(Point annotation records)
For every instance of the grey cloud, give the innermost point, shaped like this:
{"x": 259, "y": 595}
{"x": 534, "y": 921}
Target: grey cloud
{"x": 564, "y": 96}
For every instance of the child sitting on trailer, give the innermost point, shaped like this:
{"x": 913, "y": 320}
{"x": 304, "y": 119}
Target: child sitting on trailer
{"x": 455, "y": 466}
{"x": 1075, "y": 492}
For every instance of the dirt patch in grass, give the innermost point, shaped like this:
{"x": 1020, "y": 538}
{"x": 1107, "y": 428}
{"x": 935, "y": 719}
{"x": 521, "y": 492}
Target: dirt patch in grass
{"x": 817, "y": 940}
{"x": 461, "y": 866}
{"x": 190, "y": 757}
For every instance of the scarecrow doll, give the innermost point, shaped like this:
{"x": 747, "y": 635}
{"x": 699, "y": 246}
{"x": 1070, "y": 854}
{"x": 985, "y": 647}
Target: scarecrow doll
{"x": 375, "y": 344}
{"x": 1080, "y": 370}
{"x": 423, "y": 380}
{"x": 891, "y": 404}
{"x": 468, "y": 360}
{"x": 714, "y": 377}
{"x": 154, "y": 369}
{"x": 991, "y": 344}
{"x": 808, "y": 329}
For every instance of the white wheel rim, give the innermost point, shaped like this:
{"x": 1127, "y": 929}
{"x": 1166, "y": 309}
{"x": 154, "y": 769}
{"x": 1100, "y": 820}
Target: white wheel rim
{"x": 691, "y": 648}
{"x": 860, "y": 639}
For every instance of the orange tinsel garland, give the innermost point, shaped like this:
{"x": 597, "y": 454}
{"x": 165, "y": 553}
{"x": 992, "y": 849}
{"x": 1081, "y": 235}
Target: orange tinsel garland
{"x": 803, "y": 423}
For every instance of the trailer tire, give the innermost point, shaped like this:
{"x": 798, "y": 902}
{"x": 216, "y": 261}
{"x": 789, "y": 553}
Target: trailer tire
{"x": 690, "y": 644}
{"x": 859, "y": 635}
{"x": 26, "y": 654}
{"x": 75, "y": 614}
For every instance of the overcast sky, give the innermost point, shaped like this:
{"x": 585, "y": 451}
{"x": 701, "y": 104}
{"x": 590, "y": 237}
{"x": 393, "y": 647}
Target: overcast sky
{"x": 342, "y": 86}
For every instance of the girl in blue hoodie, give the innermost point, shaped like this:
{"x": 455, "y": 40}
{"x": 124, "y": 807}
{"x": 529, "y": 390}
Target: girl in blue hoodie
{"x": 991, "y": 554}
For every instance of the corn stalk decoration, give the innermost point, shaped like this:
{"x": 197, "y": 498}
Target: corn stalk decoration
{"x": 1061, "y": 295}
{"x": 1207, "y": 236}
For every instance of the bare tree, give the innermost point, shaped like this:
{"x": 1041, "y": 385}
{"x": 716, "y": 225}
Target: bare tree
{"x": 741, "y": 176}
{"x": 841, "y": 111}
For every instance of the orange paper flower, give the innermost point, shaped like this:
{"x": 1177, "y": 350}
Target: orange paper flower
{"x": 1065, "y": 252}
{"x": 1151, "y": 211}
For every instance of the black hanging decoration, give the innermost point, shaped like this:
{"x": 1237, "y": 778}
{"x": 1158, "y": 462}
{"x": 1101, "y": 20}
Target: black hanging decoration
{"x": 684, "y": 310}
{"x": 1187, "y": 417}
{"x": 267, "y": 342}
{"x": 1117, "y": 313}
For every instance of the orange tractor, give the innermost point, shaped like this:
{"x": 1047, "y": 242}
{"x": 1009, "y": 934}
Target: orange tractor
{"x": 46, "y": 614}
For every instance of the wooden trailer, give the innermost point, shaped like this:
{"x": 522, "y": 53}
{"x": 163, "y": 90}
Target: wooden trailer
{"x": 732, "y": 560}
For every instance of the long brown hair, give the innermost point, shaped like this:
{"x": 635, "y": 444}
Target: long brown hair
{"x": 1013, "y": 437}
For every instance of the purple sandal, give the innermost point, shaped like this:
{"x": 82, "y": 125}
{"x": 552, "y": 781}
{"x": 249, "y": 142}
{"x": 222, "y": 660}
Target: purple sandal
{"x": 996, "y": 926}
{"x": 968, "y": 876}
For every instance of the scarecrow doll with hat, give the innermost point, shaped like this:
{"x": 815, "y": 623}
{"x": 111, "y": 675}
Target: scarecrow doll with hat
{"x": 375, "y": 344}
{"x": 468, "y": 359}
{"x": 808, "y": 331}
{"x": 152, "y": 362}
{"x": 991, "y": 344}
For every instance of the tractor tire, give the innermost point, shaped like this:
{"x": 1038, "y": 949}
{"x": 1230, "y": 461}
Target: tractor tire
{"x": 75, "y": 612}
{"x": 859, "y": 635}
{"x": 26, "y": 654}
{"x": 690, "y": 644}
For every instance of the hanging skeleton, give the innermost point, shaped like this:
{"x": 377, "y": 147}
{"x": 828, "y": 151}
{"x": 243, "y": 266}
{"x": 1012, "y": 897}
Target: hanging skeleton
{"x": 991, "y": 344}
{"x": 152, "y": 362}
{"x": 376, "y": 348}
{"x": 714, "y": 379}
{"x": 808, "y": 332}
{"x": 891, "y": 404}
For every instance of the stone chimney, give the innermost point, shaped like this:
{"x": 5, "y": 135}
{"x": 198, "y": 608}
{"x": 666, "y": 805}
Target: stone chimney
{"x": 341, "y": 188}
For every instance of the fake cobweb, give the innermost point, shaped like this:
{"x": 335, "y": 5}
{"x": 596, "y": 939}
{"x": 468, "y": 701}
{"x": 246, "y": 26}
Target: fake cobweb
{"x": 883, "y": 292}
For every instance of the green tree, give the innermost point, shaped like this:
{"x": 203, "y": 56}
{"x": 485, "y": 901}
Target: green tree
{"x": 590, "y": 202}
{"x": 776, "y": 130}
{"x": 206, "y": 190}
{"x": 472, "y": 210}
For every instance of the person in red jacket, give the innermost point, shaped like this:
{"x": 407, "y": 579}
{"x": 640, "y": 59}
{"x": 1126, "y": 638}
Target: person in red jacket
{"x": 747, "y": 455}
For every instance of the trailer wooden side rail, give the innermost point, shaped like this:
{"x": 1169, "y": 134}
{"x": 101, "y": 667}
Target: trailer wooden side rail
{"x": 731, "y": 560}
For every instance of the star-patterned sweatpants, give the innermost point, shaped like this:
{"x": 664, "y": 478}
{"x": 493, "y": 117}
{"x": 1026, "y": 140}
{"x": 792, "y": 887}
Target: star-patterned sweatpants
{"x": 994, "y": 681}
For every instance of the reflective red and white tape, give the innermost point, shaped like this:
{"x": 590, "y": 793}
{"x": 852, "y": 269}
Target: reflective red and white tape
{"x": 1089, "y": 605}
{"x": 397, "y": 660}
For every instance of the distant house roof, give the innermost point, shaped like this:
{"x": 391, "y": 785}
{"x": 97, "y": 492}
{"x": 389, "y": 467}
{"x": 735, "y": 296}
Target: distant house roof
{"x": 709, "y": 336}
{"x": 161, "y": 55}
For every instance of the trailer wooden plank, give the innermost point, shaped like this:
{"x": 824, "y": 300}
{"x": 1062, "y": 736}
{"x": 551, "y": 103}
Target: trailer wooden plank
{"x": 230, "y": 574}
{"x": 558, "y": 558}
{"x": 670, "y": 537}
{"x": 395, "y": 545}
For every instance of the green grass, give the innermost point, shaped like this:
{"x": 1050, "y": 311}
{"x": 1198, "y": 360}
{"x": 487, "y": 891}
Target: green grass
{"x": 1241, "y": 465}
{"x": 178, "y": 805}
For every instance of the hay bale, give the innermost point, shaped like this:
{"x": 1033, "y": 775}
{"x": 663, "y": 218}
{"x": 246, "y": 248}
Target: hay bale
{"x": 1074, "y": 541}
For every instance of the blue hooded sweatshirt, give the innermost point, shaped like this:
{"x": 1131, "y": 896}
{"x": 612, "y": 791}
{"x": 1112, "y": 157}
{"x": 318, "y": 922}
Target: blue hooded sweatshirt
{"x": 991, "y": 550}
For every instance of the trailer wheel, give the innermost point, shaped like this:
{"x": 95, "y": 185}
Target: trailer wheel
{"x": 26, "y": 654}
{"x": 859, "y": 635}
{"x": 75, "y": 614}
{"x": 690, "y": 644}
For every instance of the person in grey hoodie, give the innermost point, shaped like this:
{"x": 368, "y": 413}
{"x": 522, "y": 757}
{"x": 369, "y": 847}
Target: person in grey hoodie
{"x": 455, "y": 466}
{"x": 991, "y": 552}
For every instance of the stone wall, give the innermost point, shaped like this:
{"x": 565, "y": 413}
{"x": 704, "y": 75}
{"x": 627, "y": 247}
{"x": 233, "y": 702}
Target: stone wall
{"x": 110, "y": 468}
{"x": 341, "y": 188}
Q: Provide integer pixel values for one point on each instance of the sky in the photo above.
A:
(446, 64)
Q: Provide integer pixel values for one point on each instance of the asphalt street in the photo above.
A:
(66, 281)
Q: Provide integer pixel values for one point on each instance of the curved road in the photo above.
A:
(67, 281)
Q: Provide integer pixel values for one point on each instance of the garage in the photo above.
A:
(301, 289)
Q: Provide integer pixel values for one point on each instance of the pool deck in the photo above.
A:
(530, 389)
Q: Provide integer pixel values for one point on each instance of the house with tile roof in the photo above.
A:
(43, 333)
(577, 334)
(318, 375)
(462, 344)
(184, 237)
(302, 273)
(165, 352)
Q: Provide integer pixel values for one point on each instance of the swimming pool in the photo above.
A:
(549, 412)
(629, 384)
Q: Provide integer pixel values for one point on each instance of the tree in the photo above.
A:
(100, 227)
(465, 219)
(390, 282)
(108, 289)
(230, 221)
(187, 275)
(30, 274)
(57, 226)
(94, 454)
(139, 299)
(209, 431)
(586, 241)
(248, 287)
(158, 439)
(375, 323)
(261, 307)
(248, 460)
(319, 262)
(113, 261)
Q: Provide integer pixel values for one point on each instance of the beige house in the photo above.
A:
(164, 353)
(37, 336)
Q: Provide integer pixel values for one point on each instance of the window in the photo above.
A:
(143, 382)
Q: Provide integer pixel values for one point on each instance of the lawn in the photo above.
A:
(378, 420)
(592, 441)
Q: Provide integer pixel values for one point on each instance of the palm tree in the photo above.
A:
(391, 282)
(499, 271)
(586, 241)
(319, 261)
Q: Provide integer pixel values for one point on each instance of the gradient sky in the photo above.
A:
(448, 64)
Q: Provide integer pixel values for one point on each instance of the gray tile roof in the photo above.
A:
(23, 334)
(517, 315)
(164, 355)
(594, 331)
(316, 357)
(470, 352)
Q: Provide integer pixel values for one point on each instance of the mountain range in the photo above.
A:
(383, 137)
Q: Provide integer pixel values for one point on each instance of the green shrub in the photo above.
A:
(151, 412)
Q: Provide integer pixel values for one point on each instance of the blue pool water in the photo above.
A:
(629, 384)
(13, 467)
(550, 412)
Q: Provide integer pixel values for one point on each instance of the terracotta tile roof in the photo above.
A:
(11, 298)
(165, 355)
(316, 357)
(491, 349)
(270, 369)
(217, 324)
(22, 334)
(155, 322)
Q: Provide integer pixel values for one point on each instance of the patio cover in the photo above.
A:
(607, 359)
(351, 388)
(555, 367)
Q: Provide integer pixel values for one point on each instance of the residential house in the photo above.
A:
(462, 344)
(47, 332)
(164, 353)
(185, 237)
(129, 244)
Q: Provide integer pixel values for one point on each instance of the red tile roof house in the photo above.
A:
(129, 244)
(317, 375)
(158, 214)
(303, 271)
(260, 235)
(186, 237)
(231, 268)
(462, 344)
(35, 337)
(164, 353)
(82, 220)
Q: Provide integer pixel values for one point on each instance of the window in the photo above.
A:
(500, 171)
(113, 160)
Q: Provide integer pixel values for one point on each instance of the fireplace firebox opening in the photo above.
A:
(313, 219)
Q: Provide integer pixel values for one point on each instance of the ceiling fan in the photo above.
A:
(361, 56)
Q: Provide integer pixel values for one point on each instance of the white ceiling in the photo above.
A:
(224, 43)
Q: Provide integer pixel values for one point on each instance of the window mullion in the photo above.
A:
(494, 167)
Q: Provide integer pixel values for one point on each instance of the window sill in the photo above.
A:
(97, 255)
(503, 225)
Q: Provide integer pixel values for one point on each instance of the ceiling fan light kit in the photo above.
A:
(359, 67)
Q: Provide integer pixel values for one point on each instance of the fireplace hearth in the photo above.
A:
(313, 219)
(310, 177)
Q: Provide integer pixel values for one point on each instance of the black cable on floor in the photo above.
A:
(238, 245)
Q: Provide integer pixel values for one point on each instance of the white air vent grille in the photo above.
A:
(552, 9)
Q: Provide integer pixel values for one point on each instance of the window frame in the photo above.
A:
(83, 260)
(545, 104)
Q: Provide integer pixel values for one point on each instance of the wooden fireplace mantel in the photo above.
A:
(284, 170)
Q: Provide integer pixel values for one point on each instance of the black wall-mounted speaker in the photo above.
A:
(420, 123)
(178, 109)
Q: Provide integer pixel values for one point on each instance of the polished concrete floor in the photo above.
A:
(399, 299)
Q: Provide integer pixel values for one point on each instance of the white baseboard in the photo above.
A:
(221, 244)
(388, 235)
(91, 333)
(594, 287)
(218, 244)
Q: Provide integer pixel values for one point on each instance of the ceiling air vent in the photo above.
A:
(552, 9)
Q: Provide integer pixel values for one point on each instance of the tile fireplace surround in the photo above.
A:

> _EXERCISE_: Reproduce verbatim every line from the one containing "fan in the photo above." through the last line of the entries, inclusive.

> _REPLY_:
Q: Provide integer pixel values for one point on each instance of the ceiling fan in the photo above.
A:
(361, 56)
Q: Provide integer pixel values for one point on each instance of the white ceiling in the photo above.
A:
(224, 43)
Q: Provide integer pixel values for one point on each instance of the window mullion in the photo above.
A:
(494, 167)
Q: Provide integer pixel values for one point on each instance of the window sill in the photo above.
A:
(97, 255)
(503, 225)
Q: Provide integer pixel values for one point on each instance of the ceiling fan light kit in the photo above.
A:
(359, 67)
Q: Provide integer pixel values for one point on each instance of the fireplace hearth in the photo above.
A:
(313, 219)
(310, 177)
Q: Provide integer pixel values for one point on each instance of the black cable on floor in the photo above.
A:
(238, 245)
Q: Provide integer pixel values for one point on each instance of the white air vent grille in the photo above.
A:
(552, 9)
Q: Provide integer pixel values for one point on each instance of the window frame in the photo above.
A:
(83, 260)
(545, 104)
Q: Provide integer pixel values for one point on each instance of the wooden fireplace mantel in the photo above.
A:
(284, 170)
Q: Provide integer pixel values for one point on each instance of the black wall-mounted speaker in the photo above.
A:
(420, 123)
(178, 109)
Q: Provide integer pixel values for one point on each instance of the polished concrete floor in the photo above.
A:
(399, 299)
Q: Provide integer pixel values for one point on each instance of the white baseboard in the photo above.
A:
(221, 244)
(388, 235)
(91, 333)
(594, 287)
(218, 244)
Q: Provide integer pixel values for one point on each instance of the ceiling air vent in the photo above.
A:
(552, 9)
Q: Provide integer pixel values for one point on each instance of the tile fireplace surround in the photo above.
A:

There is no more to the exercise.